→ Data to process
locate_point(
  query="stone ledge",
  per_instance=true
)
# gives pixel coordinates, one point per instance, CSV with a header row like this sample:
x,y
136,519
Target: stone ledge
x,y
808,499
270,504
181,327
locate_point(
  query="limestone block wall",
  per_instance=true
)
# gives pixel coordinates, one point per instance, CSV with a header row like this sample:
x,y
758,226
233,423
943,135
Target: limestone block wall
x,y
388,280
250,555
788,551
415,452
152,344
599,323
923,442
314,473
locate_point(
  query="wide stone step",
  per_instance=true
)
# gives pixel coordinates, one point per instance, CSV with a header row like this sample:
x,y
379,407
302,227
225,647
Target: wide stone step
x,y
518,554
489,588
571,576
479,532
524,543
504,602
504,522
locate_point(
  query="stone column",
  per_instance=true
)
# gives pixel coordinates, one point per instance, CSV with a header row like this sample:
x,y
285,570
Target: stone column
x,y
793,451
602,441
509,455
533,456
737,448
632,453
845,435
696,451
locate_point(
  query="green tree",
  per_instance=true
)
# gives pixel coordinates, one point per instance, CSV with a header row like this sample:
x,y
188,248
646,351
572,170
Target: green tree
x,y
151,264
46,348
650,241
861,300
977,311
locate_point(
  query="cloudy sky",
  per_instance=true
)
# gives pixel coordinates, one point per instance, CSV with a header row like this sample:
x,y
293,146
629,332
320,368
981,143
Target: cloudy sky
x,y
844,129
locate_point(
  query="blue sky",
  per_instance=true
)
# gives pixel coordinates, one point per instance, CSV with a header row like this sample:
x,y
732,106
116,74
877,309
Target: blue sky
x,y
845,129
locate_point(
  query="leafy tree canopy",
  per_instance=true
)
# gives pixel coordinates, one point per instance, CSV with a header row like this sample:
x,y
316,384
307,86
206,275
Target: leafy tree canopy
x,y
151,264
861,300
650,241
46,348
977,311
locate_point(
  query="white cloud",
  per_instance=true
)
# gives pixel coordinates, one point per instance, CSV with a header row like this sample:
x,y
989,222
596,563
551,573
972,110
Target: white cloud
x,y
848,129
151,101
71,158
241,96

→ Set problem
Return the material in full, exactly as shown.

→ Exercise result
locate_point(
  query="stone ledge",
  per_instance=true
)
# gives pixel coordinates, one point per instance, CSV with a header row like this sample:
x,y
136,519
Target: stone ledge
x,y
808,499
270,504
181,327
locate_point(
  query="limestone block wall",
  per_instance=true
)
# gives pixel coordinates, one point per instance, CSV with a header row like this sample:
x,y
758,226
233,423
943,135
Target: limestone block wall
x,y
388,280
250,555
788,551
415,452
152,344
599,323
923,442
314,473
locate_point(
  query="wide stone step",
  per_instance=true
)
# gives pixel coordinates, one point per instance, CSV with a header row like this sample:
x,y
379,407
302,227
225,647
Target: wide stone step
x,y
518,554
489,588
571,576
479,532
524,543
504,602
504,522
locate_point(
  query="stone column",
  per_instance=true
)
# gives pixel coordinates, one point per instance, CSV with a header row like this sample:
x,y
285,570
Target: stone column
x,y
793,451
602,441
509,455
533,456
737,448
632,453
845,435
696,451
locate_point(
  query="green tree",
  per_instance=true
)
# gives pixel coordinates, one point per instance, CSV with a header row like this sample:
x,y
188,248
646,351
572,170
Target: green tree
x,y
151,264
46,348
650,241
861,300
977,311
locate_point(
  query="cloudy sky",
  per_instance=true
)
# gives pixel coordinates, one point per instance, CSV with a header row like this sample:
x,y
293,146
629,332
320,368
981,143
Target: cloudy sky
x,y
844,129
locate_point(
  query="blue sky",
  per_instance=true
)
# gives pixel coordinates, one point per instance, CSV with a header row like this sample:
x,y
732,106
116,74
877,309
Target: blue sky
x,y
845,129
locate_point(
  query="leafy tree canopy",
  per_instance=true
)
# gives pixel coordinates, one point per instance, CSV with a header row like this sample:
x,y
316,384
307,86
206,275
Target: leafy tree canopy
x,y
151,264
861,300
650,241
46,348
977,311
locate_point(
  query="white cloud",
  per_instance=true
)
# gives pixel coordinates, one point per instance, CSV with a header row like this sample:
x,y
989,222
596,563
551,573
972,110
Target: white cloud
x,y
848,129
151,101
71,158
241,96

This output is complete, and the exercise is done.